§ What the task requires: Output every entry exactly, from the first line to the last.
:: Records supplied ::
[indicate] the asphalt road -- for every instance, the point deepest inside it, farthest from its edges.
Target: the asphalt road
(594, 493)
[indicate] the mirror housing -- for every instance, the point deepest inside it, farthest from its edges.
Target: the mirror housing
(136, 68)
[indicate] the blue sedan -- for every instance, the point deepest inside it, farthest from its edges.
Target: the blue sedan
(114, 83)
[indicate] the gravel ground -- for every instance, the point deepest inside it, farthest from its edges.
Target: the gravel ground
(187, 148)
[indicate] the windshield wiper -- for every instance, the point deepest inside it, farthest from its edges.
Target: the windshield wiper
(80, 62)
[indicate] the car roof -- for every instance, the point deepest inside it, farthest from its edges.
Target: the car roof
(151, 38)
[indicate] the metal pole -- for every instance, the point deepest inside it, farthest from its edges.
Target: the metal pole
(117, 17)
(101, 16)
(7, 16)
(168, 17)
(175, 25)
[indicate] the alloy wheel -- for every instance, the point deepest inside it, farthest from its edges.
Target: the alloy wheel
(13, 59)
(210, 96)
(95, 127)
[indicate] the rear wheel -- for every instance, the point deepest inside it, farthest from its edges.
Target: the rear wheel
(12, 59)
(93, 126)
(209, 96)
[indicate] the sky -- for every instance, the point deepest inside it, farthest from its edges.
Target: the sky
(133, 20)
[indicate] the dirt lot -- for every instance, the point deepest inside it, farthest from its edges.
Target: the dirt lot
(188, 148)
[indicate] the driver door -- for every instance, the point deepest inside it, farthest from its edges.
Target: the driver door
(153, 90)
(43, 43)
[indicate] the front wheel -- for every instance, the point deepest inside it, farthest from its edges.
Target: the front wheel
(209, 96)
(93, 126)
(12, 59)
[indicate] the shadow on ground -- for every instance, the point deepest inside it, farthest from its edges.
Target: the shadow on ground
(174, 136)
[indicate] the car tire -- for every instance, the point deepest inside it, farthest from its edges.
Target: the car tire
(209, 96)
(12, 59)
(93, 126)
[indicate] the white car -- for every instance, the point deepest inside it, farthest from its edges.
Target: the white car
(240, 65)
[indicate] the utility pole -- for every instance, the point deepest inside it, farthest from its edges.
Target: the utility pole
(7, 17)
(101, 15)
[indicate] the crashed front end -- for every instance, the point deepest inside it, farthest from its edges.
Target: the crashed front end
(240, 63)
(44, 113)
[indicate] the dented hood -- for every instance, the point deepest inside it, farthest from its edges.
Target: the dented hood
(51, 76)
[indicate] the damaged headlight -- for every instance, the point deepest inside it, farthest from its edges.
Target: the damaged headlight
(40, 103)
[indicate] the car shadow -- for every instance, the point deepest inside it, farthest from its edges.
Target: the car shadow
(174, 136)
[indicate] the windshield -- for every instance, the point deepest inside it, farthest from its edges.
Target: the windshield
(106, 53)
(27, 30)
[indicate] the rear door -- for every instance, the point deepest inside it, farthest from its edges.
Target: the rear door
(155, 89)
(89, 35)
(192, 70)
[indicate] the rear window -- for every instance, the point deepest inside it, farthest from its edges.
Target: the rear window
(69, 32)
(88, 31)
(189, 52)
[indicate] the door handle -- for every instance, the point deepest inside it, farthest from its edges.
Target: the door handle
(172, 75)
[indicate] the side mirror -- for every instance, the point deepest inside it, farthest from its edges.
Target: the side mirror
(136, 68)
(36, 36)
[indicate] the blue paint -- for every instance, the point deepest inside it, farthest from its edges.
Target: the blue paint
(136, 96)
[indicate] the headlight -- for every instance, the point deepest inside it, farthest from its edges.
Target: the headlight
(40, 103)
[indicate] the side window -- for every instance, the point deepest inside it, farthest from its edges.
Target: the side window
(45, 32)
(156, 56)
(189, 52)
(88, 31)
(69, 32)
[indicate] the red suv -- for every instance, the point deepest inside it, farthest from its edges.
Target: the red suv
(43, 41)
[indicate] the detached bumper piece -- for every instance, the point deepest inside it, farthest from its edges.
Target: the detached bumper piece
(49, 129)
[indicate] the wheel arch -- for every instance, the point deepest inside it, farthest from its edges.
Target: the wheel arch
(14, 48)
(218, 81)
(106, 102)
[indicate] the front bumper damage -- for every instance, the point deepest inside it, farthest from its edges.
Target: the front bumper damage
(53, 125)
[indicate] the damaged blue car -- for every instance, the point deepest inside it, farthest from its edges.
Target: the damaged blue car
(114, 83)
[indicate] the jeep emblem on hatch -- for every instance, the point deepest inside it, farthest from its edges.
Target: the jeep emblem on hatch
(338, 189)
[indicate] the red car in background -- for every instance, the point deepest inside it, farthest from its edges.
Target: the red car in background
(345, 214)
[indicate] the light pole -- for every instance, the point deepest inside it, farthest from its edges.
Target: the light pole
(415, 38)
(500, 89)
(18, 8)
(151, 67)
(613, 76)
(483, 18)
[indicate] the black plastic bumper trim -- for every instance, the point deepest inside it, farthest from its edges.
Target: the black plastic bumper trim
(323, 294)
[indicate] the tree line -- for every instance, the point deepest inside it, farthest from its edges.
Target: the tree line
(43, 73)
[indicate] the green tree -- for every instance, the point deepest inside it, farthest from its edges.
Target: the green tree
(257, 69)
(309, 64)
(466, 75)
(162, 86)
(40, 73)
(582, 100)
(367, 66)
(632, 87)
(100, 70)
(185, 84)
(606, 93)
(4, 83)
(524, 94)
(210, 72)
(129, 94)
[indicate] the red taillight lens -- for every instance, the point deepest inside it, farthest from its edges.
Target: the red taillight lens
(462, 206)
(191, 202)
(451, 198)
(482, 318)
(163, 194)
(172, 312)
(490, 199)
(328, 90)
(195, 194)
:::
§ Response to this task:
[indicate] the asphalt road -- for every instance, the point deepest inside it, farthest from its edges.
Target: the asphalt road
(594, 493)
[indicate] the mirror housing -- for every instance, the point deepest inside it, farthest from its edges.
Target: the mirror housing
(136, 68)
[indicate] the blue sedan -- for every instance, the point deepest inside it, farthest from its edges.
Target: the blue sedan
(114, 83)
[indicate] the gravel ground -- for every instance, the point deepest inside it, farthest from its edges.
Target: the gravel ground
(187, 148)
[indicate] the windshield wiper -- for every instance, the point deepest inside it, farthest from its edges.
Target: the windshield wiper
(80, 62)
[indicate] the car roof -- for every instance, the point deepest inside it, farthest from its edges.
Target: the car roof
(151, 38)
[indicate] the metal pole -- for every instance, the point deepest inside it, farthest from its edges.
Target: the metal pole
(117, 17)
(101, 16)
(7, 16)
(168, 17)
(175, 25)
[indicate] the alloy wheel -- for every instance, the point deepest inside it, farthest from its edges.
Target: the alloy wheel
(13, 59)
(210, 96)
(95, 127)
[indicate] the rear wheel -- for every instance, the point deepest inside it, farthest from its edges.
Target: the rear wheel
(12, 59)
(93, 126)
(209, 96)
[indicate] the sky -- for every instance, the point deepest inside it, farthest from its edges.
Target: the sky
(133, 20)
[indicate] the dirt lot -- for every instance, the point deepest inside it, farthest from its edges.
Target: the dirt lot
(188, 148)
[indicate] the driver door -- for every instance, the point deepest inside it, farthest from its edges.
Target: the driver door
(153, 90)
(43, 43)
[indicate] the front wheel -- for every instance, the point deepest inside it, farthest from its edges.
Target: the front wheel
(209, 96)
(93, 126)
(12, 59)
[indicate] the shadow on ground -- for every instance, the point deepest inside it, farthest from its edges.
Target: the shadow on ground
(174, 136)
[indicate] the car tire -- for every instance, the point deepest inside it, farthest from its edges.
Target: the car tire
(209, 96)
(12, 59)
(93, 126)
[indicate] the white car -- for every instance, the point deepest inside it, farthest from its edges.
Target: the white car
(240, 65)
[indicate] the utility pole -- for every instance, the point deepest inside it, farthest from its edges.
Target: the utility pole
(7, 17)
(101, 15)
[indicate] the crashed front end -- for every instance, the point deepest inside it, farthest from its edges.
Target: the crashed front end
(240, 63)
(44, 113)
[indicate] the dented hood -- for every instance, the point deepest inside it, farthest from its edges.
Target: the dented hood
(51, 76)
[indicate] the damaged headlight -- for every instance, the point deepest inside it, farthest from its edges.
Target: the damaged headlight
(40, 103)
[indicate] the car shadow -- for every instance, the point deepest inside it, farthest from its edges.
Target: the car shadow
(174, 136)
[indicate] the windshield -- for every instance, the point deepest inside it, farthest from its edges.
Target: the windshield
(106, 53)
(27, 30)
[indicate] the rear door -- for every instance, the point deepest inside it, farthest from its edges.
Target: the rear door
(155, 89)
(89, 35)
(192, 70)
[indicate] the rear window -- for every instance, the point deepest inside it, farthest from its edges.
Target: the rear window
(69, 32)
(88, 31)
(189, 52)
[indicate] the door handle -- for every instance, the point deepest inside it, farthest from its edges.
Target: the door handle
(172, 75)
[indicate] the side mirror -- for every instance, the point deepest inside it, farthest from its edges.
Target: the side mirror
(136, 68)
(36, 36)
[indicate] the blue paint -- for every instance, the point deepest inside it, farthest from its edges.
Target: the blue paint
(136, 96)
[indicate] the headlight -- for every instance, the point deepest inside it, farthest from its edges.
Target: the headlight
(40, 103)
[indicate] the side window -- for every instance, the point deepest inside it, farthest from its edges.
Target: the side window
(45, 32)
(156, 56)
(189, 52)
(88, 31)
(69, 32)
[indicate] the red suv -- for every instance, the point deepest inside it, farthest from its edges.
Target: the red suv
(43, 41)
[indicate] the detached bumper piece -- for every instance, the point deepest inside it, farthest from its edges.
Target: the detached bumper piece
(49, 129)
[indicate] the wheel arch -- for every instance, the point deepest inside it, farthest from its edges.
Target: the wheel arch
(14, 48)
(218, 81)
(106, 102)
[indicate] the front bumper damage -- for every instance, the point deepest inside it, farthest from its edges.
Target: the front bumper damage
(53, 125)
[indicate] the damaged blue car -- for every instance, the point deepest inside it, farthest from its edges.
Target: the damaged blue car
(114, 83)
[indicate] the jeep emblem on hatch -- for every instance, the point deepest inside it, farthest from its edges.
Target: the jeep emblem on hatch
(338, 189)
[indicate] the red car in background -- for every instance, the point deepest inside it, farthest from its edges.
Target: the red car in background
(345, 214)
[indicate] the light pole -- for every instance, the point deepest inside it, farthest from its edges.
Target: the light pole
(415, 38)
(500, 89)
(18, 8)
(151, 67)
(613, 76)
(483, 18)
[indicate] the black plastic bumper trim -- for every instance, the point deepest inside it, farthest from its edges.
Target: the black plastic bumper trim
(323, 294)
[indicate] the tree line -- for every instance, the point deepest inside it, farthest from its edges.
Target: the tree line
(43, 73)
[indicate] the green tree -- for every instance, the point deepest inside it, farthest from its edges.
Target: the green tree
(257, 69)
(309, 64)
(466, 75)
(162, 86)
(40, 73)
(582, 100)
(367, 66)
(632, 87)
(100, 70)
(185, 84)
(606, 93)
(4, 83)
(524, 94)
(210, 72)
(129, 94)
[indicate] the red taillight lens -- for every instance, the point deepest inside it, farthest from its edges.
Target: the red taillight lens
(462, 206)
(191, 202)
(451, 198)
(482, 318)
(163, 194)
(172, 312)
(490, 199)
(328, 90)
(195, 194)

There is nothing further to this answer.